# Required action:
Reproduce the line containing "Question. Identify every instance of the blue sofa" in the listing below, then every later line up to the end, precisely as written.

(Given records Opens)

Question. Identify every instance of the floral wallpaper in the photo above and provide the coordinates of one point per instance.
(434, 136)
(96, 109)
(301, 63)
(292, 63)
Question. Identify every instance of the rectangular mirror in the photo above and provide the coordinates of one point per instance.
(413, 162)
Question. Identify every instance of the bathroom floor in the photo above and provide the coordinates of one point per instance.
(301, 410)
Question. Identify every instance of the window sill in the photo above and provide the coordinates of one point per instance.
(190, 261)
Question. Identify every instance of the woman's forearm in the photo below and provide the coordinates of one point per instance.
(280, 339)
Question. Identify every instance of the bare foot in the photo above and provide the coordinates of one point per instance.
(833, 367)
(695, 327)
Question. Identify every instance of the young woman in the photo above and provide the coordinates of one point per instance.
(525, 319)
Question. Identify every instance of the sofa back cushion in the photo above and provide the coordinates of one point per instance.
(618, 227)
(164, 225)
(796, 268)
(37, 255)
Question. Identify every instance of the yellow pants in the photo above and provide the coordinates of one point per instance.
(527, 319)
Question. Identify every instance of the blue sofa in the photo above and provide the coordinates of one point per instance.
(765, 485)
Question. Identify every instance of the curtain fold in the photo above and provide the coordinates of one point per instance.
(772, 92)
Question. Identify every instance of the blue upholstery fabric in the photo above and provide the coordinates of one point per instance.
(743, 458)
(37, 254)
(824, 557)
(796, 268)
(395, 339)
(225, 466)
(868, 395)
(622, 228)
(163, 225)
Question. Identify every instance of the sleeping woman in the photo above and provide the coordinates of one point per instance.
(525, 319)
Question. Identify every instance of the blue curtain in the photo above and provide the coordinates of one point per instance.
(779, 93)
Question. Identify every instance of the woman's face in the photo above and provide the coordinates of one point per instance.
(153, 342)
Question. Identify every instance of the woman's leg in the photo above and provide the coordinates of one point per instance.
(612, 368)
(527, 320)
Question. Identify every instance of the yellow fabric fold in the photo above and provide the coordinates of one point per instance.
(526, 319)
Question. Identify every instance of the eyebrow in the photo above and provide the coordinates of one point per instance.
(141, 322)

(Given records Closes)

# Your solution:
Question. Identify every instance of the blue sofa in the photo above and provide the coordinates of one point per instance.
(765, 485)
Question. Identify every instance of the curtain fold in the photo above and provide the coordinates of one point per instance.
(772, 92)
Question. Identify every instance of the blue upholstery fabric in the photo above and provide the coordinates of one point per instance.
(743, 458)
(37, 254)
(824, 557)
(796, 268)
(395, 339)
(225, 466)
(868, 395)
(622, 228)
(163, 225)
Question. Identify every instance of the sleeping woman in the photo above and provide the coordinates of one point per instance.
(525, 319)
Question. Identify every instance of the blue curtain in the photo above and provide the coordinates of one point per instance.
(779, 93)
Question. Identify every instance of the woman's face in the photo above and provide the coordinates of one point per instance.
(153, 342)
Question. Identify every instance of the woman's leg in the photo above and provide the coordinates of one point per instance.
(612, 368)
(527, 320)
Question. Identify every instance of the yellow fabric fold in the photo above and provide the coordinates of one point per instance.
(526, 319)
Question. Identify every instance of the eyebrow in the photo above and provide the coordinates of one point per instance.
(141, 322)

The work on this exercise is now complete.